- **指示**
1. ミトコンドリア心筋症の研究についての本文で、ステレオロジーを用いたミトコンドリア体積密度の計測に着手した理由を、本文の記述に基づいて1〜3文で説明せよ。
2. ミトコンドリア心筋症の研究についての本文を、最後の文の後から書き継げ。

- **本文**
研究課題
ミトコンドリア心筋症の診断法の確立にむけて、平成27年度は動物実験およびヒトのミトコンドリア心筋症におけるイメージング評価系の確立を行った。平成28年度はヒトにおけるイメージング評価法の確立を行った。まずモデル病態動物におけるイメージング評価系ではトコンドリア心筋症マウスモデルにおいて膜電位依存性蛍光試薬を用いて膜電位の低下を認めた。ミトコンドリア心筋症患者において皮膚生検から線維芽細胞を作成し、膜電位依存性蛍光試薬を用いたミトコンドリアの観察を行った。また、細胞外フラックスアナライザーを用いたミトコンドリア機能評価において最大酸素消費速度の低下を認めた。心筋生検検体を用いた呼吸酵素活性測定および電子顕微鏡による超微形態観察を行い、以下の結果を認めた。1.ミトコンドリア心筋症の超微形態は他の肥大型心筋症と比べて数、サイズ、クリスタ形態に明らかな相違を認めた。さらに心筋ミトコンドリアを定量解析する目的でステレオロジーを用いたミトコンドリア体積密度の計測に着手し、ミトコンドリア心筋症ではミトコンドリア体積密度が有意に高いことを認めた。2.ミトコンドリア心筋症では呼吸鎖酵素複合体活性の単数、複数の低下を認めた。3.ミトコンドリア心筋症では皮膚線維芽細胞でもミトコンドリア機能異常を認めた。以上よりミトコンドリア心筋症の確定診断において呼吸鎖酵素複合体の酵素活性および電子顕微鏡像によるミトコンドリア形態観察は必須条件であることを確信した。また、皮膚線維芽細胞のミトコンドリア機能評価は心筋生検が困難な症例に応用可能と思われた。

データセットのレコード

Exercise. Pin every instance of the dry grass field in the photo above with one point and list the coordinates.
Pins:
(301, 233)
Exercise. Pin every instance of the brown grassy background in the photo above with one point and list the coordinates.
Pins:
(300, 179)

* * *

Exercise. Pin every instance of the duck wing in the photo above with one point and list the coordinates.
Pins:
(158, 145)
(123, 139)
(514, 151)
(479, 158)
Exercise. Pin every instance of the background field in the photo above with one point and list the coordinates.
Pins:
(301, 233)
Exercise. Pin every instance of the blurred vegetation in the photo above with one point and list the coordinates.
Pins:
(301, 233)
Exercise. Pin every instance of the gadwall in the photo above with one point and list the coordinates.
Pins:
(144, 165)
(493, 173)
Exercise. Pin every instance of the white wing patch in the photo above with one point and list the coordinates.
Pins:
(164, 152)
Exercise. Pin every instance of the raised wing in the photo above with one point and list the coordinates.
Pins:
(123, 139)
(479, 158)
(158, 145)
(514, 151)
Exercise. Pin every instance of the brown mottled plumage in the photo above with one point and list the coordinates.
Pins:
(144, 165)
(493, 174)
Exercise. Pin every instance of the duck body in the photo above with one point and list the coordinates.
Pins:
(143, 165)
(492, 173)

---

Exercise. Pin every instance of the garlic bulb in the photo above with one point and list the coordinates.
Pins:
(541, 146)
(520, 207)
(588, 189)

- **解答**
1. 心筋ミトコンドリアを定量解析するためである。この計測の結果、ミトコンドリア心筋症ではミトコンドリア体積密度が有意に高いことが認められた。

2.
1: 当初の計画以上に進展している
ここまでに示した内容はH28年度に計画した全ての研究内容が網羅されており、研究の目標を達成するための多くの成果を得ることができた。ヒトミトコンドリア心筋症の診断システムにおいてはすでに生化学(機能)と超微形態を軸とした診断法によって確定診断が可能であることを確立した。当初の計画にはなかった、ステレオロジーを用いたミトコンドリア体積密度の計測はイメージングの定量評価によるミトコンドリアの量的異常という概念をもたらした。以上より現在までの達成度は『当初の計画以上に進展している』と判断している、
平成29年度は平成27年度~28年度に作り上げたモデル動物の心筋およびヒトの心筋や線維芽細胞を用いたミトコンドリア形態と機能のイメージングによる評価系を確立する。また、ステレオロジーによるイメージング定量評価系の確立もめざしていく。